━━━ EXTRAIT ━━━

Le pion isolé est à priori une faiblesse (car non protégeable par un autre pion), mais dans certains cas il est considéré comme un argument offensif, c’est ce qu’on appelle l’Isolani. On le retrouve dans différentes séquences théoriques et fait l’objet d’une littérature abondante.
La défense Semi-Tarrasch
1.d4 d5 2.c4 e6 3.Cc3 Cf6 4.Cf3 c5 5.cxd5 Cxd5 6.e3 Cc6 7.Fd3 cxd4 8.exd4 Fe7 9.0–0 0–0
Le Gambit Dame accepté
1. d4 d5 2. c4 dxc4 3. Cf3 Cf6 4. e3 e6 5. Fxc4 c5 6. O-O a6 7. a4 Cc6 8. De2 cxd4 9. Td1 Fe7 10. exd4 O-O
L’attaque Panov de la Caro-Kann
1. e4 c6 2. d4 d5 3. exd5 cxd5 4. c4 Cf6 5. Cc3 e6 6. cxd5 Cxd5 7. Cf3 Fb4 8.
Fd2
Dans la position ci dessus , le pion d4 ne peut être directement défendu par un pion. De plus, il se trouve sur une colonne ouverte, et peut donc subir des attaques frontales. Enfin la case d5 constitue un avant-poste excellent pour les Noirs. La faiblesse du pion d4 est donc manifeste.
Cependant, ce pion est malgré tout un pion central qui contrôle les points vitaux e5 et c5. Les points d’appui au centre sont souvent la base à partir de laquelle une attaque pourra être menée, contre le roi, ou pourquoi pas, à l’aile dame.

━━━

CONSIGNE 1
Réécrivez sous forme de liste le paragraphe de l'extrait qui commence par « Le pion isolé est à priori une faiblesse », en conservant ses faits principaux.

━━━ DONNÉES D'ENTRÉE ━━━

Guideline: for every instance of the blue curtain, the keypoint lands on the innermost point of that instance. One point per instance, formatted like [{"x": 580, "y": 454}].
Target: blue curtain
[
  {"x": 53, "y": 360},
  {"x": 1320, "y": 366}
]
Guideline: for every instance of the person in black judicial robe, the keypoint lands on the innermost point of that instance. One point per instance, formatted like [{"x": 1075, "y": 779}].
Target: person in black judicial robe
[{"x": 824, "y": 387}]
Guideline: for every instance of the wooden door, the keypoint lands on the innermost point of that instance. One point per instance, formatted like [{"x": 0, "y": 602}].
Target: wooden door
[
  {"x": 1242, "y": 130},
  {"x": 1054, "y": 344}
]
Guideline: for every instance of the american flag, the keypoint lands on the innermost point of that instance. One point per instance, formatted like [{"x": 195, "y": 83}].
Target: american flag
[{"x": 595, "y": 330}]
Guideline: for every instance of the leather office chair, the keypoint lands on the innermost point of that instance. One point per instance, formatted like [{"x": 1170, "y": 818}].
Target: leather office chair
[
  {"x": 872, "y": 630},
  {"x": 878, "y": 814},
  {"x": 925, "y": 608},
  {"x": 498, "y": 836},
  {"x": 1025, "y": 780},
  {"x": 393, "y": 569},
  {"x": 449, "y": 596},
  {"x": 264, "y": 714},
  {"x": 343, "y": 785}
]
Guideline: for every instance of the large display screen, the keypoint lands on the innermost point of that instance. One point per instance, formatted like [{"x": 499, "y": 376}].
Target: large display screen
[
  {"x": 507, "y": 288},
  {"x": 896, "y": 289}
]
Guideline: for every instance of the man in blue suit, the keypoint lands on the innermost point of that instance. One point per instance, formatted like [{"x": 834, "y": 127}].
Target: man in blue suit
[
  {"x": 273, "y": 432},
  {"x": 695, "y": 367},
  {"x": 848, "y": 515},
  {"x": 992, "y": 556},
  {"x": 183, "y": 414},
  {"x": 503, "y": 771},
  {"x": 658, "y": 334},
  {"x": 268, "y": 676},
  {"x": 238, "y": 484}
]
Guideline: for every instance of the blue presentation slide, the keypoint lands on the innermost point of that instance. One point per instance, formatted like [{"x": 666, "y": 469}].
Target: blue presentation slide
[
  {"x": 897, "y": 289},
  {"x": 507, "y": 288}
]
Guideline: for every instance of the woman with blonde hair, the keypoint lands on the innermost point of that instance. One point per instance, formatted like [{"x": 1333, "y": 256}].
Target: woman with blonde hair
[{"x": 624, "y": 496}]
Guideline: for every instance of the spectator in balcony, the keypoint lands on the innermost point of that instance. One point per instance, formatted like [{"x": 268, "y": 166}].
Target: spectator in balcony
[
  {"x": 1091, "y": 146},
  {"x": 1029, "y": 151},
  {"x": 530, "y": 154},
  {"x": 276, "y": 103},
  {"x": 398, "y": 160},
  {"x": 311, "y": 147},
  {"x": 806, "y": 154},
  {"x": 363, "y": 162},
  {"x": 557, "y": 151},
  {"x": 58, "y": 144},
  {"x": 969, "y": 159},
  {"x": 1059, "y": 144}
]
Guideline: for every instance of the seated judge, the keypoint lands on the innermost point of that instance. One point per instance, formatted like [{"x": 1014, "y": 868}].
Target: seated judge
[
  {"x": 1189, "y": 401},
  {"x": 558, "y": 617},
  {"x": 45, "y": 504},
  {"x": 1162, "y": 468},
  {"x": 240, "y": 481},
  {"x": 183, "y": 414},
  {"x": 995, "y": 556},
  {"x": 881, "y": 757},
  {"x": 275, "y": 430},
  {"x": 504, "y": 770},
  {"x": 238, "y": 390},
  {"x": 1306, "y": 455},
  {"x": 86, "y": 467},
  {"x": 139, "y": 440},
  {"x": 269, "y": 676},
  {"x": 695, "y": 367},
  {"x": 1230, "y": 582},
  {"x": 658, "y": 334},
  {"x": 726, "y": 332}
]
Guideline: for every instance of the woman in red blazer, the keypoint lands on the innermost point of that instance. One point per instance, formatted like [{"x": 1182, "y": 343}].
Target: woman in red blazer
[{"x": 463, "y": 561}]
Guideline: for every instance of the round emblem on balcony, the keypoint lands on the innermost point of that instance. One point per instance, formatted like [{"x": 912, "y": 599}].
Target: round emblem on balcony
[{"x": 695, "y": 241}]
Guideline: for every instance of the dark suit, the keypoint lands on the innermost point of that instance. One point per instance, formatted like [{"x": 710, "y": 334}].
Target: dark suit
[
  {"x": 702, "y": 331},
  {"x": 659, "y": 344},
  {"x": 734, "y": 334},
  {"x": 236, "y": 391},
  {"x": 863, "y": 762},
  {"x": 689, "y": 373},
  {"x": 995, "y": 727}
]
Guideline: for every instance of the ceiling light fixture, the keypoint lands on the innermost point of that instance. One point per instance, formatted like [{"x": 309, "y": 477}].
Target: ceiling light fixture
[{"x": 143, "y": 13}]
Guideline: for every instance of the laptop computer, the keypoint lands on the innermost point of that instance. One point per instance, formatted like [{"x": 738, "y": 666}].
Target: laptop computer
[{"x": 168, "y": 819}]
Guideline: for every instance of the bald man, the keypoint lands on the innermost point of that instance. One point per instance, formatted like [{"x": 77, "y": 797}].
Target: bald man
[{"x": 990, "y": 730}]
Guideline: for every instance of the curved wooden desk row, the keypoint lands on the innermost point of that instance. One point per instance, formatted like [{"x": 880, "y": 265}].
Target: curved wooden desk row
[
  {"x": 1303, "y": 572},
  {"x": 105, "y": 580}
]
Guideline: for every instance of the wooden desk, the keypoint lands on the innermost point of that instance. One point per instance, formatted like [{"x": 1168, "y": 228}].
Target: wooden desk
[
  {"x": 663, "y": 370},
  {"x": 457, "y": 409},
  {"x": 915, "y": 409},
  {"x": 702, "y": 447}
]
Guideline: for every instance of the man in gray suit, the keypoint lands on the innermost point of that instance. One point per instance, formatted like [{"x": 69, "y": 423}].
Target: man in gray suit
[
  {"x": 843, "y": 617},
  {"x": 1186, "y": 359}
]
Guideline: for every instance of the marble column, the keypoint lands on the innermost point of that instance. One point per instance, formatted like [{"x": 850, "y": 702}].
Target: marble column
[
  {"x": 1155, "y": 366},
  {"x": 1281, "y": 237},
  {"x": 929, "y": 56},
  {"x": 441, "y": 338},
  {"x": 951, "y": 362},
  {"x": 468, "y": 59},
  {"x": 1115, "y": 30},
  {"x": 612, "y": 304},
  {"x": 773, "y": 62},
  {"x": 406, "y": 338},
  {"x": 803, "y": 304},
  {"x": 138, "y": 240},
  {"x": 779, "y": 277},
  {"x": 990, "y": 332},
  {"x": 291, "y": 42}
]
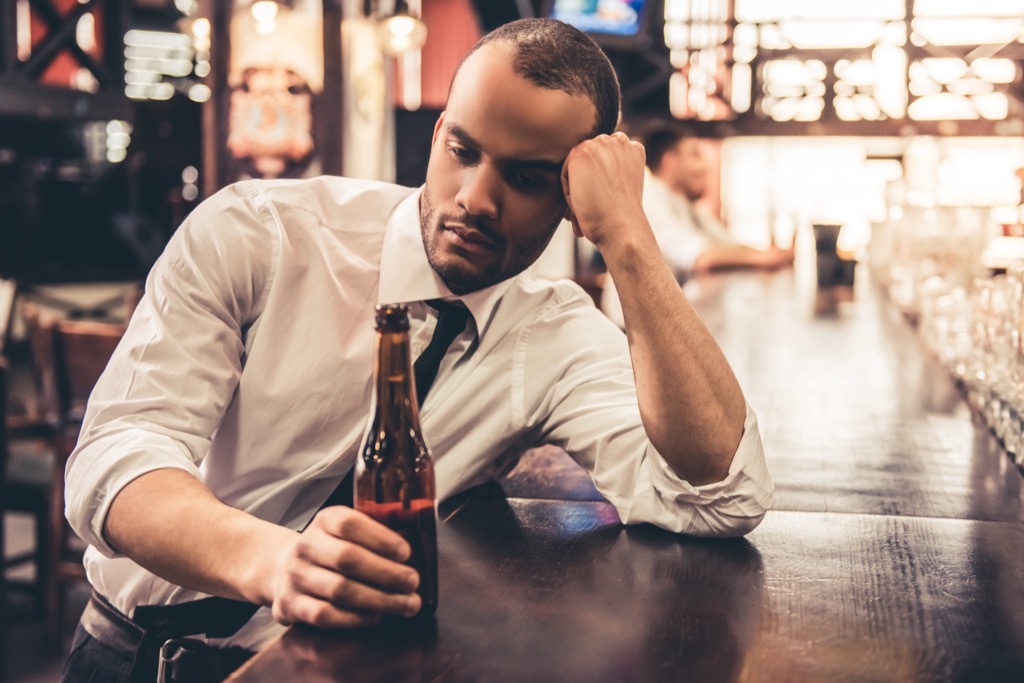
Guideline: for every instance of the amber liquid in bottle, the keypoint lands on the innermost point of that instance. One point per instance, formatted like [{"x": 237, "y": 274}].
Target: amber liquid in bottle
[{"x": 394, "y": 475}]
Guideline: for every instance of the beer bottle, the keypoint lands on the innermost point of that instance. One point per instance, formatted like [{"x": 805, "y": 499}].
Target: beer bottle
[{"x": 394, "y": 476}]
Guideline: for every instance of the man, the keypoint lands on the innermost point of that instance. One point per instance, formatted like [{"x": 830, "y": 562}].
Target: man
[
  {"x": 692, "y": 240},
  {"x": 238, "y": 398}
]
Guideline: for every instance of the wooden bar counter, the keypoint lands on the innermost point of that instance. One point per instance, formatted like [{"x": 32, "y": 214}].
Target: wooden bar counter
[{"x": 895, "y": 550}]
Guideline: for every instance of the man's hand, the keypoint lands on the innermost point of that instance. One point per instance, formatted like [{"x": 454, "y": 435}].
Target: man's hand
[
  {"x": 602, "y": 179},
  {"x": 344, "y": 570}
]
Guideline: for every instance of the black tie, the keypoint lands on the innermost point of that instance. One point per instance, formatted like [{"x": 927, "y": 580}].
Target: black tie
[{"x": 451, "y": 323}]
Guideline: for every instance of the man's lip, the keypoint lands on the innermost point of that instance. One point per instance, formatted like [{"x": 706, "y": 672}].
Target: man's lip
[{"x": 471, "y": 235}]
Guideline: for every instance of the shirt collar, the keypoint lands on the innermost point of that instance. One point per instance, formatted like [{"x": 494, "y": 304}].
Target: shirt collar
[{"x": 408, "y": 276}]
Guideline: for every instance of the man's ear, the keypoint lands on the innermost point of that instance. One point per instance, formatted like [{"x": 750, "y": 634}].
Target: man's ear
[
  {"x": 569, "y": 216},
  {"x": 437, "y": 128}
]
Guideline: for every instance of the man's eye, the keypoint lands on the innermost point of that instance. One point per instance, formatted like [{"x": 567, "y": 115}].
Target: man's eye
[
  {"x": 528, "y": 181},
  {"x": 461, "y": 154}
]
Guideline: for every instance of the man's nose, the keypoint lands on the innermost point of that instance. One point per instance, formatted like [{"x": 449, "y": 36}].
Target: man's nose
[{"x": 479, "y": 194}]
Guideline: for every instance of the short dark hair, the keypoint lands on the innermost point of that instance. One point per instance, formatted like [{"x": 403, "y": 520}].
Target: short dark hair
[
  {"x": 660, "y": 137},
  {"x": 555, "y": 55}
]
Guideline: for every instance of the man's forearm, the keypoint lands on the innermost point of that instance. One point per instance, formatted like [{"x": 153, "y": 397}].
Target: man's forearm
[
  {"x": 173, "y": 525},
  {"x": 691, "y": 404}
]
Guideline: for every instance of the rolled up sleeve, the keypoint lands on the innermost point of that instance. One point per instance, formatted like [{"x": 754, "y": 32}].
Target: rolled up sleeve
[
  {"x": 166, "y": 387},
  {"x": 591, "y": 411}
]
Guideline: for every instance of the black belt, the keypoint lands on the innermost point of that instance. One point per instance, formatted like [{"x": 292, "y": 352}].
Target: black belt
[{"x": 158, "y": 654}]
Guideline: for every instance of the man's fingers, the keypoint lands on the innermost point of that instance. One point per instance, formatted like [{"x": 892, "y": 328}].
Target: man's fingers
[
  {"x": 353, "y": 525},
  {"x": 348, "y": 594},
  {"x": 349, "y": 559}
]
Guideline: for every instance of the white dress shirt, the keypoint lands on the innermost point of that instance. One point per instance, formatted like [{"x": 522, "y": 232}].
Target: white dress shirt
[{"x": 249, "y": 360}]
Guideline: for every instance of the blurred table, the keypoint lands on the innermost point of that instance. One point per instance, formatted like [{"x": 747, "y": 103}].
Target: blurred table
[{"x": 895, "y": 551}]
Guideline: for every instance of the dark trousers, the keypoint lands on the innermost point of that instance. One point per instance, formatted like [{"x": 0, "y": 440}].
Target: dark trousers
[
  {"x": 109, "y": 646},
  {"x": 91, "y": 662}
]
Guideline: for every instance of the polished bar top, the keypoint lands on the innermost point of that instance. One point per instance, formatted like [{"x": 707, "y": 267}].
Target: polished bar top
[{"x": 895, "y": 550}]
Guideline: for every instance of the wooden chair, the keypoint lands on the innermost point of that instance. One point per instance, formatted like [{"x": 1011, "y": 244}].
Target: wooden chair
[
  {"x": 32, "y": 432},
  {"x": 70, "y": 357},
  {"x": 81, "y": 351}
]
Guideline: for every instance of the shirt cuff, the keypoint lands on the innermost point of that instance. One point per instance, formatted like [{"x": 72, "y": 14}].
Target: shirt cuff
[
  {"x": 99, "y": 471},
  {"x": 730, "y": 507}
]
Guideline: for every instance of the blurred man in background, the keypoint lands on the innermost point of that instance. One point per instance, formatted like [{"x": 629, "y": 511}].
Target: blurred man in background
[{"x": 692, "y": 240}]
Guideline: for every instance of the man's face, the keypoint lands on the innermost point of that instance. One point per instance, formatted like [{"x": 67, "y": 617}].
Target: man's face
[
  {"x": 689, "y": 168},
  {"x": 494, "y": 195}
]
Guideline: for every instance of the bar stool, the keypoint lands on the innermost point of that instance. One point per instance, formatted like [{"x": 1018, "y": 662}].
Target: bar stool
[{"x": 70, "y": 356}]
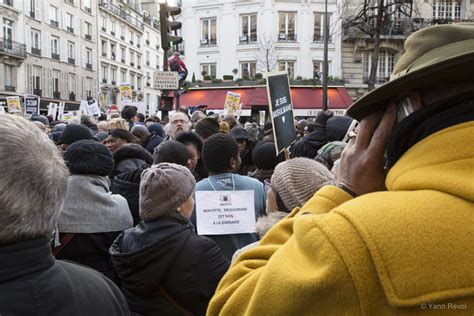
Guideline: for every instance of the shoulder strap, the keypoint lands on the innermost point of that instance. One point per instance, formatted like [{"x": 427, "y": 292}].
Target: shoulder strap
[{"x": 64, "y": 241}]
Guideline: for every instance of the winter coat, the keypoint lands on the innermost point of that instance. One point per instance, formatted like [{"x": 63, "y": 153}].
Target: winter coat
[
  {"x": 128, "y": 185},
  {"x": 167, "y": 253},
  {"x": 129, "y": 158},
  {"x": 309, "y": 145},
  {"x": 405, "y": 251},
  {"x": 152, "y": 142},
  {"x": 96, "y": 217},
  {"x": 32, "y": 282}
]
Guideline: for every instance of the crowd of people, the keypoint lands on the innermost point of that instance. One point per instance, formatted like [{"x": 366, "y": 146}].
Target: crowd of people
[{"x": 100, "y": 217}]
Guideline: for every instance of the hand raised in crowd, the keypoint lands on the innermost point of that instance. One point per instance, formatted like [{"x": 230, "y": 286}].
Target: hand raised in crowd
[{"x": 362, "y": 161}]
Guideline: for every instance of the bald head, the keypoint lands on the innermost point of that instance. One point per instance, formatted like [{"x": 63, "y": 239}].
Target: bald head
[{"x": 140, "y": 132}]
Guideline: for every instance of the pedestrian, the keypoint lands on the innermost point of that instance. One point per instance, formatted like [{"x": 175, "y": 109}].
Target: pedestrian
[
  {"x": 241, "y": 135},
  {"x": 164, "y": 267},
  {"x": 285, "y": 192},
  {"x": 393, "y": 236},
  {"x": 222, "y": 160},
  {"x": 32, "y": 192}
]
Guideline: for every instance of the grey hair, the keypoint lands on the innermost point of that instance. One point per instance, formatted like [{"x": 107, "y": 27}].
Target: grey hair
[{"x": 33, "y": 183}]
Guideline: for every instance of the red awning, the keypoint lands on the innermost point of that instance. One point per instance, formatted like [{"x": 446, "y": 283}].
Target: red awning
[{"x": 302, "y": 97}]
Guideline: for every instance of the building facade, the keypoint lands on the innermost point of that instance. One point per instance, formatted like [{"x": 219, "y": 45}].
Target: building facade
[
  {"x": 357, "y": 47},
  {"x": 243, "y": 38},
  {"x": 61, "y": 45}
]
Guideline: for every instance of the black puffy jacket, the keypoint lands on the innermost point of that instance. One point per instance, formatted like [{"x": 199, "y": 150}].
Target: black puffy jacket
[{"x": 166, "y": 252}]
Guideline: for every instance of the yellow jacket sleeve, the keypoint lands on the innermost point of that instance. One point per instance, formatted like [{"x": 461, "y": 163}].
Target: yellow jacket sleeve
[{"x": 294, "y": 264}]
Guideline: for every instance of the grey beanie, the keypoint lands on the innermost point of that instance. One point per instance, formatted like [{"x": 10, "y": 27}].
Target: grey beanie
[
  {"x": 297, "y": 180},
  {"x": 163, "y": 188}
]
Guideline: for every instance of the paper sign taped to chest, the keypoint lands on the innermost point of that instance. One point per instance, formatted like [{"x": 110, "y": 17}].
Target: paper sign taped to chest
[{"x": 225, "y": 212}]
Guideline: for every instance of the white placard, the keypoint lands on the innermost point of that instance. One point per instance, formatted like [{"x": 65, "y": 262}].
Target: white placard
[
  {"x": 166, "y": 80},
  {"x": 225, "y": 212}
]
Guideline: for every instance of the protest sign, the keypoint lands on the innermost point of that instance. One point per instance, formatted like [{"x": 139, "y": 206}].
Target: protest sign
[
  {"x": 31, "y": 103},
  {"x": 281, "y": 110},
  {"x": 225, "y": 212},
  {"x": 231, "y": 105},
  {"x": 13, "y": 104}
]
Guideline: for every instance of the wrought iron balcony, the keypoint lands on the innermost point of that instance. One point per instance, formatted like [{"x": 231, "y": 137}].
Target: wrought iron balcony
[{"x": 13, "y": 49}]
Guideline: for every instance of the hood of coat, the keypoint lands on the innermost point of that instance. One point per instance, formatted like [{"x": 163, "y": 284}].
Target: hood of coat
[{"x": 147, "y": 250}]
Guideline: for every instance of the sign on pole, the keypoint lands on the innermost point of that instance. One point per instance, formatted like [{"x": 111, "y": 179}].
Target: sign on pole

━━━

CONSIGNE 2
Disposez en liste numérotée les lignes des entrées allant de celle qui contient « Guideline: for every instance of the white placard, the » jusqu'à la fin des entrées, bornes incluses. Omettez les lignes vides.

RÉPONSE FINALE 1
- Le pion isolé est en principe une faiblesse, car aucun autre pion ne peut le protéger.
- Dans certains cas, il est pourtant considéré comme un argument offensif : c'est l'Isolani.
- On le retrouve dans différentes séquences théoriques.
- Il fait l'objet d'une littérature abondante.

RÉPONSE FINALE 2
1. Guideline: for every instance of the white placard, the keypoint lands on the innermost point of that instance. One point per instance, formatted like [{"x": 65, "y": 262}].
2. Target: white placard
3. [
4.   {"x": 166, "y": 80},
5.   {"x": 225, "y": 212}
6. ]
7. Guideline: for every instance of the protest sign, the keypoint lands on the innermost point of that instance. One point per instance, formatted like [{"x": 139, "y": 206}].
8. Target: protest sign
9. [
10.   {"x": 31, "y": 103},
11.   {"x": 281, "y": 110},
12.   {"x": 225, "y": 212},
13.   {"x": 231, "y": 105},
14.   {"x": 13, "y": 104}
15. ]
16. Guideline: for every instance of the wrought iron balcony, the keypoint lands on the innermost point of that instance. One point per instance, formatted like [{"x": 231, "y": 137}].
17. Target: wrought iron balcony
18. [{"x": 13, "y": 49}]
19. Guideline: for every instance of the hood of coat, the keypoint lands on the innermost point of that instance. One point per instance, formatted like [{"x": 163, "y": 284}].
20. Target: hood of coat
21. [{"x": 147, "y": 250}]
22. Guideline: for every instance of the sign on pole, the keypoint lands on the innermost point of that instance. One point per instance, formatted like [{"x": 111, "y": 179}].
23. Target: sign on pole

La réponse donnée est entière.